# Bone In Rib Eye



## jonty (Jul 14, 2016)

Hi Guys

Hope everyone is well.  Finally got settled into the new house and it seems summer may decide to start so the smoker is coming out.

I went on a butchery masterclass last night (recommended!!) and I got a big piece of bone in rib eye to bring home and cook for myself.  The meat itself is weighing 2.5kgs (with the bone) and I wanted to smoke it this weekend for when the wife gets home.

I had originally thought I would smoke it to around 120 internal temp, then finish on a high temp bbq to sear the outside and finally allow to rest for 10-15 minutes.  However I am not sure if this is the right method or how long this will take?

Additionally, does anyone have any tips or tricks with bone in rib eye?  What wood would people use?  I was planning to use a normal rub and cook it with the fat cap on top (so its standing up almost with the fat on top).  I was also thinking of using cherry wood.

Jonty


----------



## mike w (Aug 1, 2016)

Hey Jonty, 
I'd imagine you've already cooked your roast but the next time Try this recipe and method. I use this one all the time for beef roasts and it is phenomenal. http://amazingribs.com/recipes/beef/prime_rib_roast.html


----------



## smokin monkey (Aug 2, 2016)

Hi Jonty, not sure how I missed your post! How did it turn out, any pictures?


----------



## kc5tpy (Aug 6, 2016)

DARN IT!  I missed this one also.  *Give us another chance Jonty!*   We are NOT normally this sloppy!  Hope it all turned out GREAT!  Keep Smokin!

Danny


----------

* * * *

> _Work order 1_
Lay out the records as a JSON list of strings with one string per line, leaving out blank lines. Begin at the first line of the records and stop after the line that contains "261L765 263L770 271L774".

* * * *

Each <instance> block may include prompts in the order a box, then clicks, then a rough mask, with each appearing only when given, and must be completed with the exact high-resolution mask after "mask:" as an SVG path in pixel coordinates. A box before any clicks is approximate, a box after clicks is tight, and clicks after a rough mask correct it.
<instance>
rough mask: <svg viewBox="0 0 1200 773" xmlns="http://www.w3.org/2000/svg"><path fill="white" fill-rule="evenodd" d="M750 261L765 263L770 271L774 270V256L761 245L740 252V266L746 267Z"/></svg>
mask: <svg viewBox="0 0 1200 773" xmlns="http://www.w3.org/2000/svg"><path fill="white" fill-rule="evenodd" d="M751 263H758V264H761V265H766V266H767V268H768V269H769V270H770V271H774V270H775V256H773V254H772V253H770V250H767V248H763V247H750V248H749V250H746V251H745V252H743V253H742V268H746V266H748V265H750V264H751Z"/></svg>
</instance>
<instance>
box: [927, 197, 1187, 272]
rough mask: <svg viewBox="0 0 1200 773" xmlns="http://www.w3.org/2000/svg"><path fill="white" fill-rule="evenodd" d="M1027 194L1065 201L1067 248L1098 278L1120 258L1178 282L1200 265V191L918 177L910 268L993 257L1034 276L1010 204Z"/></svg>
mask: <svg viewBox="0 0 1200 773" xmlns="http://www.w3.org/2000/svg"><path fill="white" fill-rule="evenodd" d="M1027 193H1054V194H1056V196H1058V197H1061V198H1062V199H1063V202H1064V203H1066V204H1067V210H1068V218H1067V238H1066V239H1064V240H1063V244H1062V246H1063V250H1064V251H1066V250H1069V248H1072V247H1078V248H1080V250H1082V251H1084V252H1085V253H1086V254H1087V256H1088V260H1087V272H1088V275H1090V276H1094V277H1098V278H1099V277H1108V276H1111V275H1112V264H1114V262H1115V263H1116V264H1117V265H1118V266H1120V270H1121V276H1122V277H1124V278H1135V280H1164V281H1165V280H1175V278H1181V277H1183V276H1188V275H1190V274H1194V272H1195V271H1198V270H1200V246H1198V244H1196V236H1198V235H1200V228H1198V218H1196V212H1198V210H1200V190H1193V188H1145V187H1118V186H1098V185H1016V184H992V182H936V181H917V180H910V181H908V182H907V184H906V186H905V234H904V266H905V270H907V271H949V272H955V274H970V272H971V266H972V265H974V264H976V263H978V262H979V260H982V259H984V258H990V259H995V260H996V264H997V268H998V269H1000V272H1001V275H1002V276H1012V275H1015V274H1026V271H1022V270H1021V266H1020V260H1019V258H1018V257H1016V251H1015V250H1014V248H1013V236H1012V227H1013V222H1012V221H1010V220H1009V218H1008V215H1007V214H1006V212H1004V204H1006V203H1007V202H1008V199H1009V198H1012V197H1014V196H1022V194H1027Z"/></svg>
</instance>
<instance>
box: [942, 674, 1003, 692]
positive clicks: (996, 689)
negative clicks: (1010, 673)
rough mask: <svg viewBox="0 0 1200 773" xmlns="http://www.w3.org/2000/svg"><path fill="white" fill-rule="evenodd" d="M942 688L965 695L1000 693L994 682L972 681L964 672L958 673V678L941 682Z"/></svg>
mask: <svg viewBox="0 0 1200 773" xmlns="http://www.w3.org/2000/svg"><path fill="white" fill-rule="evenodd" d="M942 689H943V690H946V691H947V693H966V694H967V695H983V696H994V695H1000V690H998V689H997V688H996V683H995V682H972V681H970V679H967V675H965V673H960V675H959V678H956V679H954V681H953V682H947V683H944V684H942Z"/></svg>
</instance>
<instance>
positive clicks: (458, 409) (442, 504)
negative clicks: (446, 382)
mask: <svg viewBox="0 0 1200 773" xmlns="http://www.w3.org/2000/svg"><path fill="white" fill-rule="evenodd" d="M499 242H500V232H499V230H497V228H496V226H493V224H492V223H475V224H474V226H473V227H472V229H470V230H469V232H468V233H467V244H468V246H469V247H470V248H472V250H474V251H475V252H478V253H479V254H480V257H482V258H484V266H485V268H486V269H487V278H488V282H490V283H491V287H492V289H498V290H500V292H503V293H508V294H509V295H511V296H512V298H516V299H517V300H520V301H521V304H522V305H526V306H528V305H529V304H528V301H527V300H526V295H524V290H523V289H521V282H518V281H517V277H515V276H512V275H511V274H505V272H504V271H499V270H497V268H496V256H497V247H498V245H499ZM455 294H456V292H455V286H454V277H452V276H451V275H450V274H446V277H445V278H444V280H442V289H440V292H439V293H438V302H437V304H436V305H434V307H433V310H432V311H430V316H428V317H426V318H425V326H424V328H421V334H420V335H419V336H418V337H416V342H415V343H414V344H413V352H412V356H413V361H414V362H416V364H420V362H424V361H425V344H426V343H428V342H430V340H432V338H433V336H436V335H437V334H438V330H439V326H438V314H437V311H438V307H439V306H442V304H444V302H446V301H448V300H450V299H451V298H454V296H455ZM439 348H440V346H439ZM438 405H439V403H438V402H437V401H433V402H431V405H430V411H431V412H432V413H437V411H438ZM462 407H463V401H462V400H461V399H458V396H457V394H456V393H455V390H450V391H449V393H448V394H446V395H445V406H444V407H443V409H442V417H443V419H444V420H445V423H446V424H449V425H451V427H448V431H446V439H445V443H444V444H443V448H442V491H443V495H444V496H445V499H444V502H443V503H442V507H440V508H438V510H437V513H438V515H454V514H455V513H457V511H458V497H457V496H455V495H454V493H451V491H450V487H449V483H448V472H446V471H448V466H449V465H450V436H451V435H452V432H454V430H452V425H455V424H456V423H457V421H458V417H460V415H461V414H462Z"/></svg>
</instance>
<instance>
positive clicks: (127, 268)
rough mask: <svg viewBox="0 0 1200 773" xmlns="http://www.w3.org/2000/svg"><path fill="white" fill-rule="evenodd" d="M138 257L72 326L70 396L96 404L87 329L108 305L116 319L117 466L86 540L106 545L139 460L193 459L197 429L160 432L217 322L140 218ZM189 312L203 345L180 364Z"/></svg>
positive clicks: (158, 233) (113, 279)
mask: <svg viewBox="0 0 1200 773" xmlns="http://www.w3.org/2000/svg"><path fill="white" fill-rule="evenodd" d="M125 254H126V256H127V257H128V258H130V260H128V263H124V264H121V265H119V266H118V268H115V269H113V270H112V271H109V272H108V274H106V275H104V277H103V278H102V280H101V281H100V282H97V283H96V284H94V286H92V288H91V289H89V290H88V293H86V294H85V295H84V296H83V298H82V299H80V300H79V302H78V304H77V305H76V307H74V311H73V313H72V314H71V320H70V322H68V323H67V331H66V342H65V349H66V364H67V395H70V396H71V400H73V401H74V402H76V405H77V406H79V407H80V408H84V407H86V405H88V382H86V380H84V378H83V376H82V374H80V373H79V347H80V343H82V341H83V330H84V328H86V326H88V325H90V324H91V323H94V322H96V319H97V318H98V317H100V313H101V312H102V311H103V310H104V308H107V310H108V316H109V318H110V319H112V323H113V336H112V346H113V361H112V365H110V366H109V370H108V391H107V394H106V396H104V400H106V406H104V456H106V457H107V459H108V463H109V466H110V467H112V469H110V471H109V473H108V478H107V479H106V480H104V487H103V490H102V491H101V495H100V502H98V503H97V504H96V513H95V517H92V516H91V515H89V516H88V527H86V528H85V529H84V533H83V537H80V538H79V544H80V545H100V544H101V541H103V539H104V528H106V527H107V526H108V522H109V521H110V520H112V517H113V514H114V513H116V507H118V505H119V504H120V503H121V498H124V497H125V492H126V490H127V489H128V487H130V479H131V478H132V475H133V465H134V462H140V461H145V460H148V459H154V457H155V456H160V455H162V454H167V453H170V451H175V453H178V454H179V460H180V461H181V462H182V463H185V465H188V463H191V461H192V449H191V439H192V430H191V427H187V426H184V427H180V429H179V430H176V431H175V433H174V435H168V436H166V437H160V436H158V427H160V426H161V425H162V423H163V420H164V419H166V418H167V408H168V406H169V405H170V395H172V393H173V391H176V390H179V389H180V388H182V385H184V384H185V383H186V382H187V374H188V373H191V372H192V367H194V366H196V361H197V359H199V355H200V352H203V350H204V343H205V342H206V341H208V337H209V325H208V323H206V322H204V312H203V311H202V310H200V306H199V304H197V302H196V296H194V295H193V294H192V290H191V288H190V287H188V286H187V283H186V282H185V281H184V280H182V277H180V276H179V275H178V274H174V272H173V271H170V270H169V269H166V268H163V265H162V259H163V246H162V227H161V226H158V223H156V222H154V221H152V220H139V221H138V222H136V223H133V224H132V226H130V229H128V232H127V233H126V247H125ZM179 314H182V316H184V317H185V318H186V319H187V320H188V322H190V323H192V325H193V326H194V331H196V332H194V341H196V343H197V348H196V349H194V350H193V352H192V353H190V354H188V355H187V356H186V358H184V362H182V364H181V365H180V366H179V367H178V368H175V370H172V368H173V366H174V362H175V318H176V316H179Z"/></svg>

* * * *

> _Work order 2_
Output verbatim the passage of the bone-in rib eye thread that begins at the words "## jonty (Jul" and stops after the words "this will take?".

> _Solution 1_
[
  "Each <instance> block may include prompts in the order a box, then clicks, then a rough mask, with each appearing only when given, and must be completed with the exact high-resolution mask after \"mask:\" as an SVG path in pixel coordinates. A box before any clicks is approximate, a box after clicks is tight, and clicks after a rough mask correct it.",
  "<instance>",
  "rough mask: <svg viewBox=\"0 0 1200 773\" xmlns=\"http://www.w3.org/2000/svg\"><path fill=\"white\" fill-rule=\"evenodd\" d=\"M750 261L765 263L770 271L774 270V256L761 245L740 252V266L746 267Z\"/></svg>"
]

> _Solution 2_
## jonty (Jul 14, 2016)

Hi Guys

Hope everyone is well.  Finally got settled into the new house and it seems summer may decide to start so the smoker is coming out.

I went on a butchery masterclass last night (recommended!!) and I got a big piece of bone in rib eye to bring home and cook for myself.  The meat itself is weighing 2.5kgs (with the bone) and I wanted to smoke it this weekend for when the wife gets home.

I had originally thought I would smoke it to around 120 internal temp, then finish on a high temp bbq to sear the outside and finally allow to rest for 10-15 minutes.  However I am not sure if this is the right method or how long this will take?